Start of Text excerpt
Fellow Judah Levine recently presented a discussion of our understanding of time from antiquity to the present day in an insightful paper published in the April 2016 issue of the European Physical Journal H.
Levine recounted that for at least 7000 years, the measurement of time has been linked to the rotation of the Earth, the lunar cycle, the path of the Earth around the Sun, and other observable astronomical phenomena. That the length of a day varies throughout the year didn’t faze the ancients. Our forebears simply adjusted the length of time on their primitive timekeeping devices to accommodate changes in daylight accompanying annual seasonal variations.
The earliest water and sand clocks appeared in Egypt, India, China, and Babylonia before 1500 BC. In general, these devices measured relatively short time intervals that were defined in terms of astronomical periods. The Egyptians also divided the day into 24 hours of 60 minutes each, with each minute comprising 60 seconds––a strategy still in use today.
In contrast to time, ancient civilizations weren’t concerned with absolute frequency. Frequency was the province of musicians rather than astronomers. Musical scales depended more on frequency ratios and differences than on absolute frequency values. In addition, there was no need for maintaining community standards of time or time interval because both of these quantities were defined in terms of readily observable astronomical phenomena.
However, this simple astronomically based time-measurement strategy hasn’t satisfied the requirements for precision timekeeping for more than half a century. Problems arose because of the close connection between time interval and frequency. Any variation in the astronomical standard for time interval introduced a variation in its corresponding frequency. For example, the length of the solar day has been increasing for some time because the Earth’s rotation is slowing down. The long-term steady increase in the length of the day is accompanied by an irregular frequency variation that is hard to predict.
There were attempts to remove this variation by changing the definition of time interval from the apparent solar day to the mean solar day, then to the tropical year, and then to a specific year (1900). However, none of these changes was successful in providing a stable standard for time interval and frequency. Each of these changes did succeed in moving the definitions of time and time interval further away from everyday experience.
Fluctuations in the definition of frequency (caused by variations in the astronomical standard for time interval) began causing major problems in the 1920s when accurate frequencies became important. New radio stations had difficulty maintaining their assigned frequencies, for example. The problem resulted in the separation of the standard of frequency––maintained at NBS by various electronic circuits and components––and the definitions of time and time interval, which were defined and observed astronomically.
The invention of the first cesium (Cs) atomic clock at the National Physical Laboratory in the United Kingdom in 1955 offered the world an opportunity to unify the standards of time interval and frequency while removing the astronomically induced variations in them. The definitions of both time interval and frequency would both be tied to counting the number of oscillation cycles in the frequency associated with the hyperfine transition in the ground state of Cs 133.
End of Text excerpt
Requests:
(1) Recast the paragraph of the article on the history of timekeeping that begins "The earliest water and sand clocks" as a short bulleted list that keeps its main facts.
(2) Carry the article on the history of timekeeping forward, starting after its final sentence.
Start of Provided information
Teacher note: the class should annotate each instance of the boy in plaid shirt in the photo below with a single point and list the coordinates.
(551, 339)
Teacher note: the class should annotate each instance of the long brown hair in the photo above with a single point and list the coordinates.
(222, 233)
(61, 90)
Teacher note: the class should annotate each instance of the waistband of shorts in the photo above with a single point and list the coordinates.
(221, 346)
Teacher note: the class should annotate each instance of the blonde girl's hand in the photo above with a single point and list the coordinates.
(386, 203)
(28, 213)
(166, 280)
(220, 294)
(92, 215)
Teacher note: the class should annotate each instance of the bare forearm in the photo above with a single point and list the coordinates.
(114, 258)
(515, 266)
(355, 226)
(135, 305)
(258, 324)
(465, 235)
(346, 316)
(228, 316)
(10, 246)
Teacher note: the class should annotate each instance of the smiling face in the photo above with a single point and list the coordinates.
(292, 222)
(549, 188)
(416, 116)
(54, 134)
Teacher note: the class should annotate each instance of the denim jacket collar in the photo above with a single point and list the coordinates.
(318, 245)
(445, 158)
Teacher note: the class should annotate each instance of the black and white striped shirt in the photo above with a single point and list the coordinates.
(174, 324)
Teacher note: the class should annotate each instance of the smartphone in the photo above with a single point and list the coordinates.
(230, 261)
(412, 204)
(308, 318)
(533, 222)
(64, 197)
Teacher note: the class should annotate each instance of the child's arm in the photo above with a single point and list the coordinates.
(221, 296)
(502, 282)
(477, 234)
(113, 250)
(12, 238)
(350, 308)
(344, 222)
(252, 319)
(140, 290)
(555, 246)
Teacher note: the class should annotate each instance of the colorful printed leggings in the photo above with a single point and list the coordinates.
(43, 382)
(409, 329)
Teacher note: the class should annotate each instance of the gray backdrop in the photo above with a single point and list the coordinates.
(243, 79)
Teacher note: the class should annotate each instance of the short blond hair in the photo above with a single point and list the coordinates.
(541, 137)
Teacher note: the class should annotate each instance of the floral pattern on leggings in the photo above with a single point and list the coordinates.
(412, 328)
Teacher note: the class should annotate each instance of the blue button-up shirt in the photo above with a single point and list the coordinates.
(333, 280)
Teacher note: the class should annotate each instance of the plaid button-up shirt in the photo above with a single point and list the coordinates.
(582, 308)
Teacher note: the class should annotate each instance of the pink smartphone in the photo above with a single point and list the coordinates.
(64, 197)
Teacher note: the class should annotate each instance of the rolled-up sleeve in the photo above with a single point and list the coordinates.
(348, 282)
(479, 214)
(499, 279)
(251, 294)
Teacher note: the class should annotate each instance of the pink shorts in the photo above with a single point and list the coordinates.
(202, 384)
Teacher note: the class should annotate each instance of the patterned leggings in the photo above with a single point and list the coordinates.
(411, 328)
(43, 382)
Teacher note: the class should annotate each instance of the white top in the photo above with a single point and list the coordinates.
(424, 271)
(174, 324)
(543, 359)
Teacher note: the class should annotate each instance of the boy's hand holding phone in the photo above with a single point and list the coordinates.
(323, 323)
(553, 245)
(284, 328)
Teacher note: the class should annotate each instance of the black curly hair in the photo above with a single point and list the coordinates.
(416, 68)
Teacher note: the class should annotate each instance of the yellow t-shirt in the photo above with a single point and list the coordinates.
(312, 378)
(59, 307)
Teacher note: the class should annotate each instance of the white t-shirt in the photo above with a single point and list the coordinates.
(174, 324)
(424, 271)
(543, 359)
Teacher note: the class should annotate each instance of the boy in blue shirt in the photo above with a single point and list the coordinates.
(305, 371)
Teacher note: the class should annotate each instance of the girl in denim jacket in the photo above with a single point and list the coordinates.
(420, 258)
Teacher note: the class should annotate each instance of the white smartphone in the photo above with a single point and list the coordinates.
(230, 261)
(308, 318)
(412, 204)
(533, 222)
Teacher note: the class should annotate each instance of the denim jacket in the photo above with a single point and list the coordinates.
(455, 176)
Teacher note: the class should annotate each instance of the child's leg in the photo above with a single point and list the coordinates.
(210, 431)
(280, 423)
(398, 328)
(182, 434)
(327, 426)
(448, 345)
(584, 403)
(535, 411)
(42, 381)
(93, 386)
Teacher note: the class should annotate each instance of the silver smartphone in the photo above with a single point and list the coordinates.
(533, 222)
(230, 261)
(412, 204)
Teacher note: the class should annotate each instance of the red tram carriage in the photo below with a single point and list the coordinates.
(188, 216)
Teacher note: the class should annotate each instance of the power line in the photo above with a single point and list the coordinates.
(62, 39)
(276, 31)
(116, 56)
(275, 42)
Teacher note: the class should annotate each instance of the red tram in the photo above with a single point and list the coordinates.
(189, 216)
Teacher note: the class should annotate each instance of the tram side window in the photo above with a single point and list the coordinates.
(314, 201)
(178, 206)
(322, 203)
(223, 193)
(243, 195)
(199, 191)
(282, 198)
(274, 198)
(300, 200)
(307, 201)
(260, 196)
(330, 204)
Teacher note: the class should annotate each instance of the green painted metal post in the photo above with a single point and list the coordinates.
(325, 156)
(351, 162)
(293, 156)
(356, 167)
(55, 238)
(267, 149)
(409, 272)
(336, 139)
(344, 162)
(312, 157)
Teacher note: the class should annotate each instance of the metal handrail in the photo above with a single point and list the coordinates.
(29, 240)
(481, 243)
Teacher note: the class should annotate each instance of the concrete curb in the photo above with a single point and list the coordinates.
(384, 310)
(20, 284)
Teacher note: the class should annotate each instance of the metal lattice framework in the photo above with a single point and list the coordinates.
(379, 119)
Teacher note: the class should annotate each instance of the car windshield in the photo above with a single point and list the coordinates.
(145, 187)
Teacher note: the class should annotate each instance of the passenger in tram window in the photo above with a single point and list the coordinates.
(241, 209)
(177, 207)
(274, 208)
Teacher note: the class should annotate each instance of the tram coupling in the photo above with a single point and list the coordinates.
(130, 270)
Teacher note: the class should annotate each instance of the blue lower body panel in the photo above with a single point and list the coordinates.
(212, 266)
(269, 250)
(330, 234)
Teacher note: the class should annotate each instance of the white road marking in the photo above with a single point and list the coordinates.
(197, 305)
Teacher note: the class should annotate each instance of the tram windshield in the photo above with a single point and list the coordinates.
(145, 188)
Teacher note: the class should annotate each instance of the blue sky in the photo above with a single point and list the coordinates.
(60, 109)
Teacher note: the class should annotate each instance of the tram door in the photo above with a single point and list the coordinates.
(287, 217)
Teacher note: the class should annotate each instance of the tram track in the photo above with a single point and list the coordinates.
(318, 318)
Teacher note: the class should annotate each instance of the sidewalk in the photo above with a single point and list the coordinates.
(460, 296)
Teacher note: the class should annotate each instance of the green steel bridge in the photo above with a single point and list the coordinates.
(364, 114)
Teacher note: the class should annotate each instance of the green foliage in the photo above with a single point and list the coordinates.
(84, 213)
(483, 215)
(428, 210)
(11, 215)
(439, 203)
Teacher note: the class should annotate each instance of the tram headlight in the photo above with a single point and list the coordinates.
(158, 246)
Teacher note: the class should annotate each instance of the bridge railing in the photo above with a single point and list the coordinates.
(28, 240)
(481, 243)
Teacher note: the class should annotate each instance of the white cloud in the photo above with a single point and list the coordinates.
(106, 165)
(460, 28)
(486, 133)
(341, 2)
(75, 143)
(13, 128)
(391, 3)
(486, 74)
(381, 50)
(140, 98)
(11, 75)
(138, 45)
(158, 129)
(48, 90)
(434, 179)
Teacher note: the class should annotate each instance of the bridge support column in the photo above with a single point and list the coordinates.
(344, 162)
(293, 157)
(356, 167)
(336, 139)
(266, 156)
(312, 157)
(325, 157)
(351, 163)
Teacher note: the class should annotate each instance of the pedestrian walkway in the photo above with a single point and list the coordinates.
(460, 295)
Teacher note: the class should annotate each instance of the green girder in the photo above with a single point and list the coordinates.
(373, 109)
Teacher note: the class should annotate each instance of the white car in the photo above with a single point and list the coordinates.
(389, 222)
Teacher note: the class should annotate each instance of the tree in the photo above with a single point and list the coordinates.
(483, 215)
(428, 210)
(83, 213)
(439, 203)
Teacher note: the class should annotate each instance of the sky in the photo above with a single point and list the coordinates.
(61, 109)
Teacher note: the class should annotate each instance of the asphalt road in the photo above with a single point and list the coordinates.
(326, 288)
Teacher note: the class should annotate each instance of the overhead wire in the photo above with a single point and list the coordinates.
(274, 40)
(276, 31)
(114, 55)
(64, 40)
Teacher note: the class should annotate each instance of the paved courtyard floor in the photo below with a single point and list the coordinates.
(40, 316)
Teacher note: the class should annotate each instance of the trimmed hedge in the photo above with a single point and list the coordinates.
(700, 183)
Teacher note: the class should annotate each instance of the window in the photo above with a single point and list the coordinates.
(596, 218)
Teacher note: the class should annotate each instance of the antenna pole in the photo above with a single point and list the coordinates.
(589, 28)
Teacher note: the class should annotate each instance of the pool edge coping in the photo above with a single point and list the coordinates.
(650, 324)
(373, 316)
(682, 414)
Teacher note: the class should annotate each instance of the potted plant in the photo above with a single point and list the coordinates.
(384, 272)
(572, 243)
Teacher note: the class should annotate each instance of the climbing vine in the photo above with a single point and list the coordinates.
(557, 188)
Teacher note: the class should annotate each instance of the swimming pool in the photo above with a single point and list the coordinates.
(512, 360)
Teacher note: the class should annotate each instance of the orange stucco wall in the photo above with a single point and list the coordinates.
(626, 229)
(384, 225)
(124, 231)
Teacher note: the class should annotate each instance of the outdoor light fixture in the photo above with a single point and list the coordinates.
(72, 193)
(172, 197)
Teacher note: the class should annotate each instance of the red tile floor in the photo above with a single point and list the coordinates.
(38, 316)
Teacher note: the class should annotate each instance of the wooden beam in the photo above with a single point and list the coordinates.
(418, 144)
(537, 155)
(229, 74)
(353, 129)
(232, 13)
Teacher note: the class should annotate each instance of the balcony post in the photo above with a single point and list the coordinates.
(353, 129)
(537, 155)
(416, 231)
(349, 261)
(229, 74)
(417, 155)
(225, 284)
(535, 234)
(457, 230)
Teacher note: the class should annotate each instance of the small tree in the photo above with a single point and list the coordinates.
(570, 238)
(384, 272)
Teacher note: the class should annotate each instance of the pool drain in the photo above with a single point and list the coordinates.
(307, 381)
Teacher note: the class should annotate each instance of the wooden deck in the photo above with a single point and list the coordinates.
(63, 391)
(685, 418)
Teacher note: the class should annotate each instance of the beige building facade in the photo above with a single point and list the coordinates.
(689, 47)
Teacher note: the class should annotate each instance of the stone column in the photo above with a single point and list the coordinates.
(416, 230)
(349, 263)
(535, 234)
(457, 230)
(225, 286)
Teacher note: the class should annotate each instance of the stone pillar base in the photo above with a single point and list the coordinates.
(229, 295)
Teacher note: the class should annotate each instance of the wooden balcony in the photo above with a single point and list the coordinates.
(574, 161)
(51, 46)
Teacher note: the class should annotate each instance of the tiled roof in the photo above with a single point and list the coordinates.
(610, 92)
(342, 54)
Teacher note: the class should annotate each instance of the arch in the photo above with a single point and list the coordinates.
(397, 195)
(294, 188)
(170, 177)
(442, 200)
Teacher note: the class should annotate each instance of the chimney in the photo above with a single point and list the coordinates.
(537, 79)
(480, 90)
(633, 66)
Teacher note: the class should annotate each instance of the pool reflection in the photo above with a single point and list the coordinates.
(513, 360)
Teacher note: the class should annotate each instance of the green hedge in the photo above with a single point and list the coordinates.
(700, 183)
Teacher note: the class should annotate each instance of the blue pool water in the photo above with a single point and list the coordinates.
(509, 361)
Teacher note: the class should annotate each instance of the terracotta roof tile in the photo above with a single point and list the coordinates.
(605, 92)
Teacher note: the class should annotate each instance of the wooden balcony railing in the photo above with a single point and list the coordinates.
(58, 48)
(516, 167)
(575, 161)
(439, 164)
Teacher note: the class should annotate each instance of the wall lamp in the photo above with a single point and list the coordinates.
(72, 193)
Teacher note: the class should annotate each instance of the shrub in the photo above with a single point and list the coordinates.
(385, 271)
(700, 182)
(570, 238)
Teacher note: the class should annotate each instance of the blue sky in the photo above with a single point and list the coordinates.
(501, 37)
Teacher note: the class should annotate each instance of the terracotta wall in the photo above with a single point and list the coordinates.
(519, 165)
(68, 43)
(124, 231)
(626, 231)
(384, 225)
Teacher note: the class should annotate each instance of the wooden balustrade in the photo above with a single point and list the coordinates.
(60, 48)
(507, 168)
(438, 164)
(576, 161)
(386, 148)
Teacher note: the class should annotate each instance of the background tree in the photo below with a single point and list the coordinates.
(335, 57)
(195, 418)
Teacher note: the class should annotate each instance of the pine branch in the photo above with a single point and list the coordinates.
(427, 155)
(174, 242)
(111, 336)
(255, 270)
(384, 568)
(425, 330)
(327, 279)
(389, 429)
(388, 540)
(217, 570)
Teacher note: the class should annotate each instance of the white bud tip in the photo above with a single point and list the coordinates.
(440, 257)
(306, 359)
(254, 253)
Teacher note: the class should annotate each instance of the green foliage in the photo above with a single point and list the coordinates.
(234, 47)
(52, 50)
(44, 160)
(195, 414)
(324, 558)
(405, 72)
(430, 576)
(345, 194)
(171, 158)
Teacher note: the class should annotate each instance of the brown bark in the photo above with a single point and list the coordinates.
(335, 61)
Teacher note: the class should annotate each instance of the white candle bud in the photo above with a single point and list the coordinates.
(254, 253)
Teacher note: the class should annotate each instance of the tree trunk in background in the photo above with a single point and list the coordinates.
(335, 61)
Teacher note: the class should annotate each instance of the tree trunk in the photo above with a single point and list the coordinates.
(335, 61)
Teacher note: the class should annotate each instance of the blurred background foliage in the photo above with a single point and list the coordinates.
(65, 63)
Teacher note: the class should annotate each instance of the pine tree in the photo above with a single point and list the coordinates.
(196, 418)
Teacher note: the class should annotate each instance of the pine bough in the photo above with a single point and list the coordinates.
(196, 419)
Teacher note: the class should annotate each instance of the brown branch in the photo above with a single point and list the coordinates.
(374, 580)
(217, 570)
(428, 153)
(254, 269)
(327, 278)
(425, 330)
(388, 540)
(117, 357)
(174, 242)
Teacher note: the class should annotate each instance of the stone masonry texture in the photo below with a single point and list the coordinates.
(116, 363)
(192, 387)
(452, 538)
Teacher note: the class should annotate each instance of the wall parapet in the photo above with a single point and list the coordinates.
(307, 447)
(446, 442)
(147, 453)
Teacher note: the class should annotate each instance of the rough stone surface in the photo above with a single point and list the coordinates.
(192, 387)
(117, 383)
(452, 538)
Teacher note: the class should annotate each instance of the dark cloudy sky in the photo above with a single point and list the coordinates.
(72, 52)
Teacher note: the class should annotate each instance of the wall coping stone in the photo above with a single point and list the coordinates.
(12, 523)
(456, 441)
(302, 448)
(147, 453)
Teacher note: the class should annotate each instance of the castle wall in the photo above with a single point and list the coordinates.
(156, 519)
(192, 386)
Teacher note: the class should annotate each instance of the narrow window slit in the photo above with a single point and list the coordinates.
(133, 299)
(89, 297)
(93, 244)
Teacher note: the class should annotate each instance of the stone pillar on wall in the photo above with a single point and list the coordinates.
End of Provided information
The responses:
(1)
- Water and sand clocks first appeared in Egypt, India, China, and Babylonia before 1500 BC.
- These devices generally measured fairly short time intervals, which were defined by astronomical periods.
- The Egyptians divided the day into 24 hours of 60 minutes, with each minute made up of 60 seconds.
- That division is still in use today.

(2)
The link between the astronomically defined second and the Cs transition frequency was measured in a joint experiment between the National Physical Laboratory (NPL) in the United Kingdom and the United States Naval Observatory (USNO). The result of this experiment was that 9192631770 cycles of the hyperfine transition frequency of Cs were equivalent to one astronomical second. The hyperfine frequency of the cesium transition became the standard, and the second became a quantity derived from it. Since ancient times, it had been just the opposite–– astronomical time and time interval had always been the fundamental standards.
However, the value chosen for the number of cycles of the Cs frequency that would correspond to one second was too small. Thus, the length of the day defined in terms of the Cs frequency was shorter than the length of the day defined by astronomy. And, because the Earth is slowing down, it is impossible to define the second based on the hyperfine transition in Cs in a way that will exactly match an astronomically observed second for all time.
Nevertheless, applications that depend on standard frequencies, ranging from telecommunications to financial transactions to power distribution, are fundamental to a modern society. Unless the world community decides to return to 19th century technologies, it’s no longer possible to define frequency as a quantity derived from a varying astronomical time.
To further complicate matters, the Earth’s rotation continues to slow down, and our days are slowly getting longer. The slowing of Earth’s rotation means that atomic clocks are getting further and further ahead of astronomical time. Timekeepers have addressed this problem since 1972 by adding a leap second to atomic clock time––26 times thus far, not counting the 10 seconds that were inserted when the scale was defined. More recently, the interval between leap seconds has gotten longer because the slow-down of the Earth is slowing down.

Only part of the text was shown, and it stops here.